Top of EXERCISE INPUTS

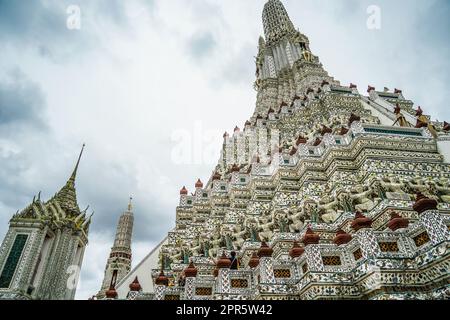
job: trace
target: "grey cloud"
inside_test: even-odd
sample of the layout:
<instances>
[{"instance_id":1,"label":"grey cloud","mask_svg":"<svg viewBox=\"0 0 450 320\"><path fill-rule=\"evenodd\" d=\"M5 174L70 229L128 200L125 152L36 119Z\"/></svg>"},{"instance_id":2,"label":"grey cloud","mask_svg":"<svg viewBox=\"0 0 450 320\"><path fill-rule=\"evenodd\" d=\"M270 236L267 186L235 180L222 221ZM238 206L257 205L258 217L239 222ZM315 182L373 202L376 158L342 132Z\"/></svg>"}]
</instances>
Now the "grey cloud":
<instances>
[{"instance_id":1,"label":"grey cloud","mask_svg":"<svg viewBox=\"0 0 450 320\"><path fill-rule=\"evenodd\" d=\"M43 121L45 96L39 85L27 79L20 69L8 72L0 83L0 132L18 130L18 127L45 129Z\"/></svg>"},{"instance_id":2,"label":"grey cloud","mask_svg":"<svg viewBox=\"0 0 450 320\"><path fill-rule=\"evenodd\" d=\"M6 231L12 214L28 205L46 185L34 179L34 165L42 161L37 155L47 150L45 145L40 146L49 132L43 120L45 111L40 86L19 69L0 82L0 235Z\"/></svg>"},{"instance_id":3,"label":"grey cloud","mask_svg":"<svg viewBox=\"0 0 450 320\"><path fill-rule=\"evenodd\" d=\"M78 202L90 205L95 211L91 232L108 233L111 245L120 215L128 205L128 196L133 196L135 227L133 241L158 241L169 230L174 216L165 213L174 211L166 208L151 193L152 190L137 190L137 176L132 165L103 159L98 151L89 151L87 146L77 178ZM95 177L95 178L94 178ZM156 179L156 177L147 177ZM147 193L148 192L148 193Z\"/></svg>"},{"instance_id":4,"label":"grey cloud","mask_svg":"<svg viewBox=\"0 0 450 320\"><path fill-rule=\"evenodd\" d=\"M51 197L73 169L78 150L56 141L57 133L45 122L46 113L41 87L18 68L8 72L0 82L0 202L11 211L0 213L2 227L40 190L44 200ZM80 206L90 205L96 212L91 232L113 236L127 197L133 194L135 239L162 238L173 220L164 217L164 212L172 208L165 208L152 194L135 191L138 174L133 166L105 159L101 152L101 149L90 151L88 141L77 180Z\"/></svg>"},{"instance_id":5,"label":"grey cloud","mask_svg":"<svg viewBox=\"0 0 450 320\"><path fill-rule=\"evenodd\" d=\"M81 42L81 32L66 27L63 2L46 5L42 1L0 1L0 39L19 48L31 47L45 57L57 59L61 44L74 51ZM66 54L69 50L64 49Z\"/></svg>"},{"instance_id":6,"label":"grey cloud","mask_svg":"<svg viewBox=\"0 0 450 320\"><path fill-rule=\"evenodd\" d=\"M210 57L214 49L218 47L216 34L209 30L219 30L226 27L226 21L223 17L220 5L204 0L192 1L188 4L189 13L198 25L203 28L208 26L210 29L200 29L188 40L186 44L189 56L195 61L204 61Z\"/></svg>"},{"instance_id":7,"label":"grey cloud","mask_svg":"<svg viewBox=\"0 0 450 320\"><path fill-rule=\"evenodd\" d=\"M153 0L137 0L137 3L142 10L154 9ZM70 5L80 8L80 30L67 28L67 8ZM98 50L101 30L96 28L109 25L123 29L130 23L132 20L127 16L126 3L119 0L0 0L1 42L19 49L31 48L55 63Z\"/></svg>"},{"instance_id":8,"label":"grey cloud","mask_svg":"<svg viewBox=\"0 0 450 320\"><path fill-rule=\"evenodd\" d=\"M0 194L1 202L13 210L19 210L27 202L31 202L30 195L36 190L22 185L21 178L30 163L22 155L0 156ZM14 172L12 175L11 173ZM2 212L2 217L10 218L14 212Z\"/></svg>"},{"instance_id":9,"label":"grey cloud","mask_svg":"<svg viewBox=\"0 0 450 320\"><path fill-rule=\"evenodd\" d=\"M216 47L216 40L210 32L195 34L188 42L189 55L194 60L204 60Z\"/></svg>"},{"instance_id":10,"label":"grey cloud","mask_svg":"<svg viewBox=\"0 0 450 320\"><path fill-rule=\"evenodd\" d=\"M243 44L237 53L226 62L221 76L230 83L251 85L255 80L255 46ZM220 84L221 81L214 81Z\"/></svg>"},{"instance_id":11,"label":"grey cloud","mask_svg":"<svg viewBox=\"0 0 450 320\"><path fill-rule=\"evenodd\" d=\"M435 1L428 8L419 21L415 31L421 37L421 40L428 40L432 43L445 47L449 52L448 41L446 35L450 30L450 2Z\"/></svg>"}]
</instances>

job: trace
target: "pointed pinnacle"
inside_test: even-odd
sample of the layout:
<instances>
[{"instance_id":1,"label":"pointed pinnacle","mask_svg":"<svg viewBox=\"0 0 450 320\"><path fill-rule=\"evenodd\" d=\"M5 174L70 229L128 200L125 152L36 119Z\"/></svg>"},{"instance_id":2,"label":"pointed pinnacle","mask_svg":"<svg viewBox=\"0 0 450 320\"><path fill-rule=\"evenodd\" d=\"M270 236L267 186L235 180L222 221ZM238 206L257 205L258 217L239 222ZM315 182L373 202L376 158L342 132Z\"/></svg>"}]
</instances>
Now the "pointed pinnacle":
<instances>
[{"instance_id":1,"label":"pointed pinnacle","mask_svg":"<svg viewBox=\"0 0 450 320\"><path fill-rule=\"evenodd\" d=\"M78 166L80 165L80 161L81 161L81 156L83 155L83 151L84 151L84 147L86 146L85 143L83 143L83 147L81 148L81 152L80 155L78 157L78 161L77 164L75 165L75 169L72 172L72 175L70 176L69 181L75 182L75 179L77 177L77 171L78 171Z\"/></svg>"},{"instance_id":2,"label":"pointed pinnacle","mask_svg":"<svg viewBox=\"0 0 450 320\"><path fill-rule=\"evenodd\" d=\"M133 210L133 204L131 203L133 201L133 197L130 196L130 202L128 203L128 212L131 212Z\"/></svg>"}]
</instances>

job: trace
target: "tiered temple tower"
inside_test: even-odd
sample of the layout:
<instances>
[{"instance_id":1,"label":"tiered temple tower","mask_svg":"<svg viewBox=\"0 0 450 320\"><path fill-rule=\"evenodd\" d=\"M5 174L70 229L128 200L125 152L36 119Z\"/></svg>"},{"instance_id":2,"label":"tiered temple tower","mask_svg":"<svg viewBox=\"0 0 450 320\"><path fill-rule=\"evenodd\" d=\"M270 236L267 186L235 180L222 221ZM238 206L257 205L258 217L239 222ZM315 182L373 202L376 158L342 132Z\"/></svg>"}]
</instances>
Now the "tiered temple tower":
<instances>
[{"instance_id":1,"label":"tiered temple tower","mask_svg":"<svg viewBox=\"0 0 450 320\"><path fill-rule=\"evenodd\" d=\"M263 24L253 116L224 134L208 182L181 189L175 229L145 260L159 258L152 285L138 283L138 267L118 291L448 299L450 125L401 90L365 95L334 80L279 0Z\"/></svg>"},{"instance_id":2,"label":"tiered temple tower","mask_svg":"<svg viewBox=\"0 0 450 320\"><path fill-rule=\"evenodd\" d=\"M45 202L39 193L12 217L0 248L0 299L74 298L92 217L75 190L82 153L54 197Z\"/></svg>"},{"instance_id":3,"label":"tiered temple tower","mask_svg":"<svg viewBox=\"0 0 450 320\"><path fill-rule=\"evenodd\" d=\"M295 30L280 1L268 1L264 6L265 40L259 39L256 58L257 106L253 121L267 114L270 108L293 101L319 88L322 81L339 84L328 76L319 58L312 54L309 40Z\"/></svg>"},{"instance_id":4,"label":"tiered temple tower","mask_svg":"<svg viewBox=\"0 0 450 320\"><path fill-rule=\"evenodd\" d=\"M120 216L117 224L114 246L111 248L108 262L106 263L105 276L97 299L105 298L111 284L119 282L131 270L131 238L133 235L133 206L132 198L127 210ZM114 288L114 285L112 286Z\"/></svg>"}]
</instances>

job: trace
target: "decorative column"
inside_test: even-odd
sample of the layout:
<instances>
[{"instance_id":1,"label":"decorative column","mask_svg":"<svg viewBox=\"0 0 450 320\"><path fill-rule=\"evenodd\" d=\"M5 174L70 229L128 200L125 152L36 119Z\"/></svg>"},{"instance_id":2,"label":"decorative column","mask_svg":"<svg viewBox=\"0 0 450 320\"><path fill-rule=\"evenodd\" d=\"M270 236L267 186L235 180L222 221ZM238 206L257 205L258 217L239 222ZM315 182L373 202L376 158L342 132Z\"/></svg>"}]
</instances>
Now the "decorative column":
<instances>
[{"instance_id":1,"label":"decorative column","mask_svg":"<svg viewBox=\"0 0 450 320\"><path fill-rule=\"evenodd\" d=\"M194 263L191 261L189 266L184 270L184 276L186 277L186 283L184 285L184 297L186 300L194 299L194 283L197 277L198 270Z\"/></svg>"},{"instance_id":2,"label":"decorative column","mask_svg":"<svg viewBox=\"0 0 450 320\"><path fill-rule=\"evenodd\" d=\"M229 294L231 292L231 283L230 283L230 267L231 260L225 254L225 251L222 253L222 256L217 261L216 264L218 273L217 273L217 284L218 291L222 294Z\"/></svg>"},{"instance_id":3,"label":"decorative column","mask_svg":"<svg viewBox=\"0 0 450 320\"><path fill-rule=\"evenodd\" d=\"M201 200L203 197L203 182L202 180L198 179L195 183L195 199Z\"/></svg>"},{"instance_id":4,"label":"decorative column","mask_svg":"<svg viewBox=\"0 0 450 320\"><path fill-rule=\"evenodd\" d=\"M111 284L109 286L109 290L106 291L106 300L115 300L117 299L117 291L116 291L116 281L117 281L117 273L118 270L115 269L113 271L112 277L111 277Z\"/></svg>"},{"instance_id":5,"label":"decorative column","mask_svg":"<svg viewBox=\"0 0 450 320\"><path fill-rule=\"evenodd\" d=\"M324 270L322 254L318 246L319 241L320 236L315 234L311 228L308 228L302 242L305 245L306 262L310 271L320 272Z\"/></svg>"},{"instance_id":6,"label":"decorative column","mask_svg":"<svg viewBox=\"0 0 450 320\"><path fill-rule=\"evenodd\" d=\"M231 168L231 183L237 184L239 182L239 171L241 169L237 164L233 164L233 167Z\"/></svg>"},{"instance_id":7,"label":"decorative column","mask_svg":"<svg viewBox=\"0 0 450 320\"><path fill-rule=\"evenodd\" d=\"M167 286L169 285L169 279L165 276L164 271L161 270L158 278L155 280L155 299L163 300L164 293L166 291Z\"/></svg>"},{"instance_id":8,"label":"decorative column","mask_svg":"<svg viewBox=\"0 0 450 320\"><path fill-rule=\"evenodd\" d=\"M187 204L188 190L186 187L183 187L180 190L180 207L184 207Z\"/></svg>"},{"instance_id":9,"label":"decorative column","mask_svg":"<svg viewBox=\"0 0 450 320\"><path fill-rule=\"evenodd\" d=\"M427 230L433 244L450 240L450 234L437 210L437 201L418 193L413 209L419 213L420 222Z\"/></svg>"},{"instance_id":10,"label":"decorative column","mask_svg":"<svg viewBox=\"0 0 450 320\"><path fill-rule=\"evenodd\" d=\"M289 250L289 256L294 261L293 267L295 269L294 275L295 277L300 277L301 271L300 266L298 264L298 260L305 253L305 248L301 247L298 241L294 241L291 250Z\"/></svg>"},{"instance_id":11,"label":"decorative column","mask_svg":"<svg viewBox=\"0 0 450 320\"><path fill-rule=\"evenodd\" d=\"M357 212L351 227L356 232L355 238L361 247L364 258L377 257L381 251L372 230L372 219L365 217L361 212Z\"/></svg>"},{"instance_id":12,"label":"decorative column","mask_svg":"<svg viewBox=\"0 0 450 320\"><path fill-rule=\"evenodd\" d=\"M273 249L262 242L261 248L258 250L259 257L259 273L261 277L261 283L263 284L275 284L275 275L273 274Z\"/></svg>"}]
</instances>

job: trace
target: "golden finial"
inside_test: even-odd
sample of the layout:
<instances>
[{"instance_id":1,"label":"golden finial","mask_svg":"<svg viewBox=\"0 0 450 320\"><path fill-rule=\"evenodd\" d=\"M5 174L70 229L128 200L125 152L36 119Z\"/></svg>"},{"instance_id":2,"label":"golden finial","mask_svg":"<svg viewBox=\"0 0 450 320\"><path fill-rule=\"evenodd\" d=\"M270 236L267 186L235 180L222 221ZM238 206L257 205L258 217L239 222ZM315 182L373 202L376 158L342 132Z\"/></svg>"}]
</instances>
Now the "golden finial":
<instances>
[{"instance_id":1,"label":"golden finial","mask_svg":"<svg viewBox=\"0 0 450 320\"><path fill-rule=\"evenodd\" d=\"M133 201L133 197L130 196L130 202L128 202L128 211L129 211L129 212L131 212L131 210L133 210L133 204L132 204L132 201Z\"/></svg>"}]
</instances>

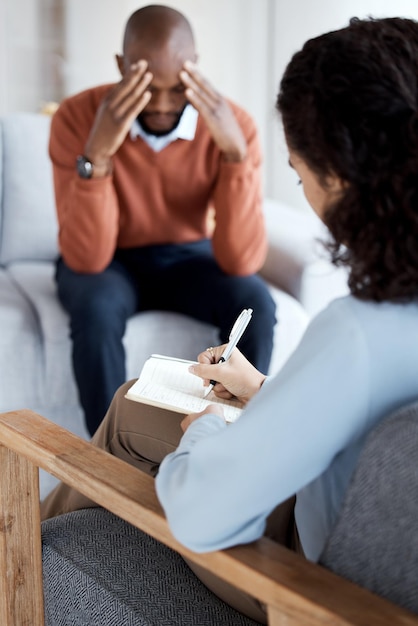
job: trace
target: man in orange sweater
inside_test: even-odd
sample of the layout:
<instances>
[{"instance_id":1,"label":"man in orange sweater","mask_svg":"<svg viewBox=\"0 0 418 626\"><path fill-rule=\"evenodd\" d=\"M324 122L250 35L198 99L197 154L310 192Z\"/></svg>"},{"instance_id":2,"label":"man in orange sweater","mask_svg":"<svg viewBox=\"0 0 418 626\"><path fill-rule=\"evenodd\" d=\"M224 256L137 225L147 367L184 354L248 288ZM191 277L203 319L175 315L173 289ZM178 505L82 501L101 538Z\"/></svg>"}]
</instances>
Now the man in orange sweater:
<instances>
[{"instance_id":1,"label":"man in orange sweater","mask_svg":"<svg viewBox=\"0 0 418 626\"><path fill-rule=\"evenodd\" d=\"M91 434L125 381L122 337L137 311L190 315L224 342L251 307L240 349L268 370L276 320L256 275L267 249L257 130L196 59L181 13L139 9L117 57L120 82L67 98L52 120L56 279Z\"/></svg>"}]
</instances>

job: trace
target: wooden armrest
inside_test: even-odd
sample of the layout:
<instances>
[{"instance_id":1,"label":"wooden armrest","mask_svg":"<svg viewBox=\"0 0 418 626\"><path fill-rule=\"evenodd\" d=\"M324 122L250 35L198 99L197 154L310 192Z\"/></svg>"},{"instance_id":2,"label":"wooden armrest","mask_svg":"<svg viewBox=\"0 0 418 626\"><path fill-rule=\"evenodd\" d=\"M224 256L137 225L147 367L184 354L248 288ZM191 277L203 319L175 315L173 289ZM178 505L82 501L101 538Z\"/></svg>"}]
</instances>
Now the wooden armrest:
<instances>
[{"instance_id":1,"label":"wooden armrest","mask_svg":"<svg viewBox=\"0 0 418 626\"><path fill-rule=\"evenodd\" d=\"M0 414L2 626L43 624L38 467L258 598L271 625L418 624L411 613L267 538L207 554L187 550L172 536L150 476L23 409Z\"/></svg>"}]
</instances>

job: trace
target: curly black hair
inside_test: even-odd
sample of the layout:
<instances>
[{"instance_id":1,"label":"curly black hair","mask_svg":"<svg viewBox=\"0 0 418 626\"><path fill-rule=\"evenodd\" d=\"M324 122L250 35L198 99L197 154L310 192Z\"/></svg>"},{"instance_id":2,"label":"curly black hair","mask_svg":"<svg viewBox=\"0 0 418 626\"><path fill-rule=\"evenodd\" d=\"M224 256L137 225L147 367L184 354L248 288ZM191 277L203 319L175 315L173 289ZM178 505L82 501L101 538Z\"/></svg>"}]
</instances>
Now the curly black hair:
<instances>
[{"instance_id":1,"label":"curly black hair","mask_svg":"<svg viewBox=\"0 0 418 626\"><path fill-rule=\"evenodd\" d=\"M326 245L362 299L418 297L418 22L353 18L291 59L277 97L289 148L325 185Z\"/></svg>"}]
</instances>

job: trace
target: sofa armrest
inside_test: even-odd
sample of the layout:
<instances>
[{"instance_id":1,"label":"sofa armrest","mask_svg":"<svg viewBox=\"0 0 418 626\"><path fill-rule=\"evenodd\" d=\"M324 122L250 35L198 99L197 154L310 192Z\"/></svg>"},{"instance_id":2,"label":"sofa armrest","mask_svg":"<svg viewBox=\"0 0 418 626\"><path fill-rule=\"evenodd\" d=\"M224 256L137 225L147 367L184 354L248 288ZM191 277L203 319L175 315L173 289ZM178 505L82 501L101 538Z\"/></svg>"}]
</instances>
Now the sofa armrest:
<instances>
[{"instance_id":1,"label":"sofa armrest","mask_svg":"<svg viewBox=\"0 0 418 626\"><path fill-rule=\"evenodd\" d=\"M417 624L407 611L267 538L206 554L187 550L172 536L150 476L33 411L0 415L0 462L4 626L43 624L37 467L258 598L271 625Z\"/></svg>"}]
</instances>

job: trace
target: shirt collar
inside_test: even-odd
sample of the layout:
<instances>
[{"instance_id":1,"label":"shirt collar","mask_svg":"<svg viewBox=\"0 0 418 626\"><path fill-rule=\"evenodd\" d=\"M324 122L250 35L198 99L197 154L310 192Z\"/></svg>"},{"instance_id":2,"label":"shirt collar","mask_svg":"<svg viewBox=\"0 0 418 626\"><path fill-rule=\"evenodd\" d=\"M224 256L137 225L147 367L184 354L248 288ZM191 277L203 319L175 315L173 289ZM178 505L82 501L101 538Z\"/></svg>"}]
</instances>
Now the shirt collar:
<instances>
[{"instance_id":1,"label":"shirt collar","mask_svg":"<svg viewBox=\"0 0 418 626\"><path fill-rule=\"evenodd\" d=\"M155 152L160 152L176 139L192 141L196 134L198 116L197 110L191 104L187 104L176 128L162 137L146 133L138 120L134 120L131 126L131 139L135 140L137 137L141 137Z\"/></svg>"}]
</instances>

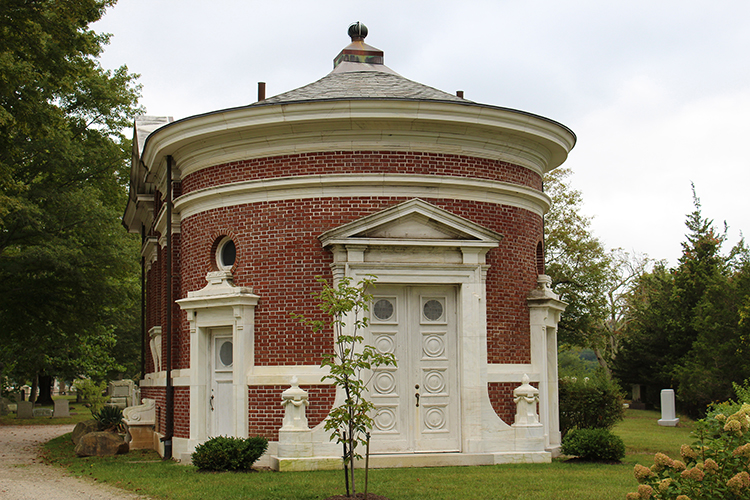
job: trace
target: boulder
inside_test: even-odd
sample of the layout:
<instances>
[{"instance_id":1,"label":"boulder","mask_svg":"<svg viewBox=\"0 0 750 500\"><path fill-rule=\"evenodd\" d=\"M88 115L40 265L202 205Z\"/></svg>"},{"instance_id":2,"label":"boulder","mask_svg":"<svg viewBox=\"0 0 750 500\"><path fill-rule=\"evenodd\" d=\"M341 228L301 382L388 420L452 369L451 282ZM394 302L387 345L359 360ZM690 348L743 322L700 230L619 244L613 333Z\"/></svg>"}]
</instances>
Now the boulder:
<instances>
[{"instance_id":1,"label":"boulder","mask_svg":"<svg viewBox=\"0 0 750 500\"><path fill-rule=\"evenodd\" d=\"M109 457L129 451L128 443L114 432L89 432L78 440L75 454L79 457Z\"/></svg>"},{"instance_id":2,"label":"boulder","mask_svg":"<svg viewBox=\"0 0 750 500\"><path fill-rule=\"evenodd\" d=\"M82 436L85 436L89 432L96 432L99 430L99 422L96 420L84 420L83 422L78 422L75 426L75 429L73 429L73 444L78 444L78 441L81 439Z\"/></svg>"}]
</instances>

Bottom of EXERCISE INPUTS

» **PROBLEM REQUIREMENTS**:
If a line in the entries above contains "target", report it.

» **TASK RESPONSE**:
target: "grey cloud"
target: "pointed pinnacle"
target: "tiered temple tower"
target: "decorative column"
target: "golden finial"
target: man in orange sweater
target: wooden armrest
target: curly black hair
target: sofa armrest
target: shirt collar
target: boulder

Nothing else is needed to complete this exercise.